Petunjuk:
1 - Silakan tulis ulang bagian tulisan di bawah antara "Yang biasanya saya" dan "itu, biasa saja.", termasuk keduanya, dengan mengganti "santri-santri" menjadi "para murid".
2 - Menurut tulisan di bawah, apa penyebab segala hal yang tidak baik?

··· Penggalan Dokumen ···

Karena Capek

Apa-apa yang tidak baik itu karena capek. Pagi tadi ketahuan saya dapat jatah bulanan. Jadi sementara kegiatan yang sifatnya harus dalam keadaan suci harus diistirahatkan dulu.


Yang biasanya saya salat berjamaah, mengikuti wirid wajib, mengawasi mereka santri-santri agar selalu terjaga, juga menjaga perasaan mereka eaa, terkadang menjengkelkan. Saya tidak melewati itu, sementara waktu.


Kali ini, saya istirahat. Setelah beberapa hari sebelumnya, hati terasa diuji, hati sering disinggahi dan meninggalkan luka. Tapi beres itu, biasa saja. 


(Menarik waktu yang sudah lewat),


Sampai kapan mengurus orang-orang yang berbeda-beda, banyak kuantitasnya. Berbicara beragam kebaikan, dengan berbagai tuntutan pula. 


Mengapa ya? Selalu berusaha lebih baik? Rasanya itu perlu. Tapi ada mikir juga, "wong ko golek-golek penggawean wae". 


Saya menemukan banyak jawaban, berdasarkan pertemuan-pertemuan yang pernah saya lalui dengan orang-orang baru. Mereka bersamaan dengan jawaban, datang silih berganti saya dapati.

··· Kutipan Sumber ···

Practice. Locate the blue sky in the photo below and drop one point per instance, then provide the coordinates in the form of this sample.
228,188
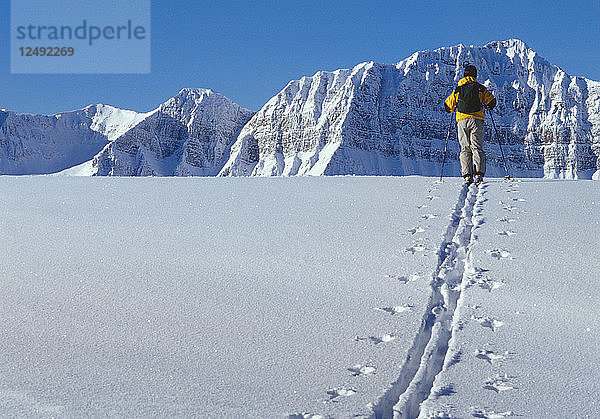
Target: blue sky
249,50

···

Pembahasan Soal:
1 -
Yang biasanya saya salat berjamaah, mengikuti wirid wajib, mengawasi mereka para murid agar selalu terjaga, juga menjaga perasaan mereka eaa, terkadang menjengkelkan. Saya tidak melewati itu, sementara waktu.


Kali ini, saya istirahat. Setelah beberapa hari sebelumnya, hati terasa diuji, hati sering disinggahi dan meninggalkan luka. Tapi beres itu, biasa saja.

2 - Capek.